EXTRACTED TEXT -
So it's it's definitely not perfect trust minimized.

It's I find I think at at this moment in time, I think I think it's acceptable.

But to get to a better state

would

be more LSPs,

LSPs

that are,

not just tied to the wallet, but, like, LSPs as a business, and then they supply many different wallets. Yes. And then wallets that computation. Wallets that use multiple LSPs.

Unknown:

Right.

Unknown:

Simultaneously or easily be able to switch.

So having having standards

Unknown:

between a wallet and LSP thinker is important. Then we'll have a proper marketplace, and you'll have competition and more providers. And I just wanna go back real quick on Phoenix

just because I I feel like they deserve a shout out. All wallets, pretty much all tools have trade offs, and the Phoenix team is amazing at disclosing the trade offs on their website. Like, they go through everything for you. Yep. They they're very good actors, and and they

Unknown:

they contribute in many ways. Not only a great user experience Lightning Wallet, but they're protocol developers as well at Lightning. So, it's a great team there. But,

every project, every team,

Unknown:

every wallet can definitely improve. So LSP marketplaces. We want LSP marketplaces. We want some standards there so that it can can there can actually be multiple providers. And the good news is there's activity

Unknown:

on that.

There's a team at Block working on Lightning

infrastructure.

It hasn't been, like,

announced in a big way yet, but Nick Slaney,

leads this team. He's on Twitter. He's talked about it.

They've hired some really great folks. They're building out really cool lightning infrastructure stuff,

which will will be talked about by that team more in more details soon.

Like, Synonym

has a block tank, which is an LSP. Right. There's a couple of developers a couple of teams,

companies that are using LDK

that are built you know, there's a team that's taking LDK

talking about running LDK on a server.

They're running it on an enterprise HSM.

Cool. And they're building out an LSP

model.

There's other users at l d LDK that are building LSPs as well. Some of them are building it just for themselves. Some, I think, want us you know, want it to be open to others and be a business. So,

there's definitely activity and development on on that front.

I expect to see more of this to be public, be real, be usable this year, and then, you know, bleeding into next year, it'll be much better.

There's been efforts for a standard spec.

It's hard because, like, there's a lot of,

options out there. Lightning Labs has some liquidity

options. Blockchains proposed, like, liquidity options.

Companies like Bitrefill

and Breeze and and,

and Async with Phoenix. They they developed their own homegrown for their own wallet. Lots of different ideas. I

think it'll be a little messy over the next few years, but it's it it I think it's generally good messy. We want a lot of experiments.

SUPPLIED INFORMATION -
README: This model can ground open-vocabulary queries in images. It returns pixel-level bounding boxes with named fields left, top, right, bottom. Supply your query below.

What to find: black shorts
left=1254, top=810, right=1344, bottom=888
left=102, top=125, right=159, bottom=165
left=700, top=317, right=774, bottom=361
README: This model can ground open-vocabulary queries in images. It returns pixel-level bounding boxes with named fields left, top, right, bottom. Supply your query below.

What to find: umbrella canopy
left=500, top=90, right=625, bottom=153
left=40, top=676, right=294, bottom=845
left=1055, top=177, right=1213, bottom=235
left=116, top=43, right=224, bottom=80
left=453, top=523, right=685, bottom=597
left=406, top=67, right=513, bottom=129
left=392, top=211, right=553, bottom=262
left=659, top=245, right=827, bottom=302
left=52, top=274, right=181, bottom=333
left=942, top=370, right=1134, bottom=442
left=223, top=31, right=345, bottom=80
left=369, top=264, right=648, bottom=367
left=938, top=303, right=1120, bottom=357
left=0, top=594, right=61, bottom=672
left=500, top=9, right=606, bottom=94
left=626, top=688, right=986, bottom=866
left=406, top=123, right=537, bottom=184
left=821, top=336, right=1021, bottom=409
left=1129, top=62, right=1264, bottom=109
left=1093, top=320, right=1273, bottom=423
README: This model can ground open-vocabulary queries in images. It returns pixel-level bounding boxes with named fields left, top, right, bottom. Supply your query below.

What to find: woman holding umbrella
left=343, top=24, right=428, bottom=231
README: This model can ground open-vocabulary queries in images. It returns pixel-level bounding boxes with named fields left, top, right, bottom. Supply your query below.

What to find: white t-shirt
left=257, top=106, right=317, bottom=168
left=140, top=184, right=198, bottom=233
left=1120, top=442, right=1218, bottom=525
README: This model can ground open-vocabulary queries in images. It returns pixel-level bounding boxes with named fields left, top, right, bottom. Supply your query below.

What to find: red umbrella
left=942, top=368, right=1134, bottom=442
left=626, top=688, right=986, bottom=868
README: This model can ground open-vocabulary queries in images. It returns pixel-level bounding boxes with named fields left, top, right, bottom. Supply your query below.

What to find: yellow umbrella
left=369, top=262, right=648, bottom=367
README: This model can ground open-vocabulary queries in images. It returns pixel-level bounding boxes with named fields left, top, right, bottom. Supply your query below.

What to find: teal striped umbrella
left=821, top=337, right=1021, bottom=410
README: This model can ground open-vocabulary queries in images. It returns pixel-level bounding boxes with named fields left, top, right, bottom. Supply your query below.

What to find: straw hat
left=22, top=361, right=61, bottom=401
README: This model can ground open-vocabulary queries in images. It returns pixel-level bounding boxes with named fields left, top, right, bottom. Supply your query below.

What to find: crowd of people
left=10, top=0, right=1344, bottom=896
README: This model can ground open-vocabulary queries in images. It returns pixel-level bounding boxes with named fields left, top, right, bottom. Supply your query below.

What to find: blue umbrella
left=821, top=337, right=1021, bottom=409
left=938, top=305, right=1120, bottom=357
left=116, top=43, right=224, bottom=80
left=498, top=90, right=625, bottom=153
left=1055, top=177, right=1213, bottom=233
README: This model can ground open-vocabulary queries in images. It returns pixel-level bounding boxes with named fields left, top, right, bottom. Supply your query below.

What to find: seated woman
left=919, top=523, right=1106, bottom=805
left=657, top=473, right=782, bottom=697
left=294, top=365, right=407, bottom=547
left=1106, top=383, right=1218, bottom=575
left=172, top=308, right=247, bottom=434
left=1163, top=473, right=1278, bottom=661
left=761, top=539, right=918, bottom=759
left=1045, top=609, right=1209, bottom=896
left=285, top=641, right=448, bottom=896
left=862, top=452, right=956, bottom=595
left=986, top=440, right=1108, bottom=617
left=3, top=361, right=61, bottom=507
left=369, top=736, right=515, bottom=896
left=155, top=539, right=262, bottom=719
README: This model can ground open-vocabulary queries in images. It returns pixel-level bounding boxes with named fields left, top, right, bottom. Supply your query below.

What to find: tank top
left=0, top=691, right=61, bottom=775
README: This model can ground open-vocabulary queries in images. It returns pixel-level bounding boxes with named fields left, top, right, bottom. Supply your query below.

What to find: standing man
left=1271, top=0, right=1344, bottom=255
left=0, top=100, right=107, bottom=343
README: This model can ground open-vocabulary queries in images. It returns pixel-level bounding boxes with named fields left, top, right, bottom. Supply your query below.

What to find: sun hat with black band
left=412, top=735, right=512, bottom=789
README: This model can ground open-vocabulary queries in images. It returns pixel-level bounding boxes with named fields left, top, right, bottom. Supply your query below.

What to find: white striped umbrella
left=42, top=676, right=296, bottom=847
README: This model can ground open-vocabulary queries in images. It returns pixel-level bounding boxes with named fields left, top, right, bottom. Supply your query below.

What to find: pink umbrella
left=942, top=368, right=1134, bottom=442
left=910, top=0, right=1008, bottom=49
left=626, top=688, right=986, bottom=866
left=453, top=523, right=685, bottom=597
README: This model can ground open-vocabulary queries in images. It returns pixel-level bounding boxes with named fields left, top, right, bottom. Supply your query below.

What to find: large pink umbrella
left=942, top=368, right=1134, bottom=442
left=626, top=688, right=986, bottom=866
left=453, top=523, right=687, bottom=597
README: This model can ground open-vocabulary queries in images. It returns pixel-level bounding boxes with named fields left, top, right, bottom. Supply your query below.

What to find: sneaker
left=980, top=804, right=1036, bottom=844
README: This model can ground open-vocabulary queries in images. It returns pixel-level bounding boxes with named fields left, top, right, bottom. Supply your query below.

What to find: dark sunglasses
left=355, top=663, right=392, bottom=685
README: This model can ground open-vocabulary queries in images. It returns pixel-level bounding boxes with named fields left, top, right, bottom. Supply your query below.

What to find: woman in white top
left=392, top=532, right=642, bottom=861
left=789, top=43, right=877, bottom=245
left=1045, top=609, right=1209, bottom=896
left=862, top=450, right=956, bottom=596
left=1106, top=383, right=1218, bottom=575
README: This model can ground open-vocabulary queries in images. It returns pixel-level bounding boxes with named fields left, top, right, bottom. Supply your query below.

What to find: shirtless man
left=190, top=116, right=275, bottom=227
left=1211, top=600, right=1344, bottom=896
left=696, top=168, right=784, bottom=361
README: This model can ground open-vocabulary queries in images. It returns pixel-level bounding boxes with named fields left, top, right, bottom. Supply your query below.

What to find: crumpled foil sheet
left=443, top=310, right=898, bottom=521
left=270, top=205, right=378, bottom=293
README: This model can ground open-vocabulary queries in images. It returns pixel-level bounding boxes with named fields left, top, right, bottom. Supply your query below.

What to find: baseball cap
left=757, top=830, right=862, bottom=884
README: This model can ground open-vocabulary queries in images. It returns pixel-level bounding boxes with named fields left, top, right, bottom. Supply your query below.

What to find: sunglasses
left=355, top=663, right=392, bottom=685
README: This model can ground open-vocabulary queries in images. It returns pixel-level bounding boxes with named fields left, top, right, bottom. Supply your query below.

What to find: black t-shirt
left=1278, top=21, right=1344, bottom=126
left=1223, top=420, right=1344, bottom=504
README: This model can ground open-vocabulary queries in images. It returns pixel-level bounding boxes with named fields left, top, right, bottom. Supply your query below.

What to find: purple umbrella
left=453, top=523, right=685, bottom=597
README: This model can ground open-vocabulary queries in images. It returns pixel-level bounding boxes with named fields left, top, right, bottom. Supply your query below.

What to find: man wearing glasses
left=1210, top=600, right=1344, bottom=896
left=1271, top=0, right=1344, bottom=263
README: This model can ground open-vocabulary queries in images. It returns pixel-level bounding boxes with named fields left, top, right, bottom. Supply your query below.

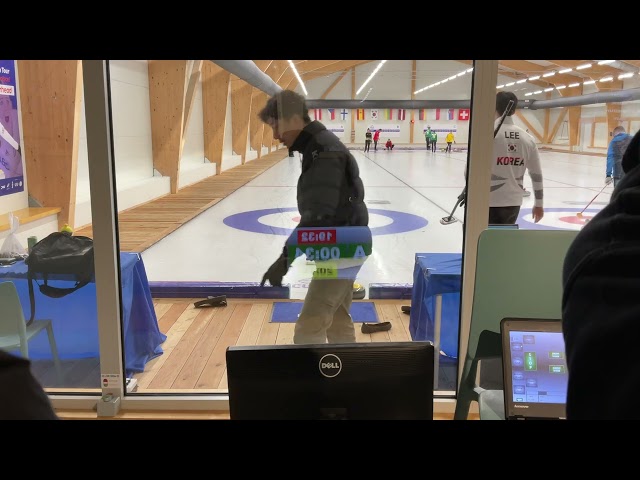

TASK REQUIREMENTS -
1. From the Lightning service provider transcript, list every item that the speaker says "we want."
2. Please answer these from the Lightning service provider transcript, one line each:
(a) Who leads the team at Block working on Lightning infrastructure?
(b) What is the name of the LSP that Synonym has?
(c) What is one team running LDK on?

RESPONSE LIST -
1.
- LSP marketplaces
- Some standards, so there can be multiple providers
- A lot of experiments

2.
(a) Nick Slaney
(b) Block tank
(c) An enterprise HSM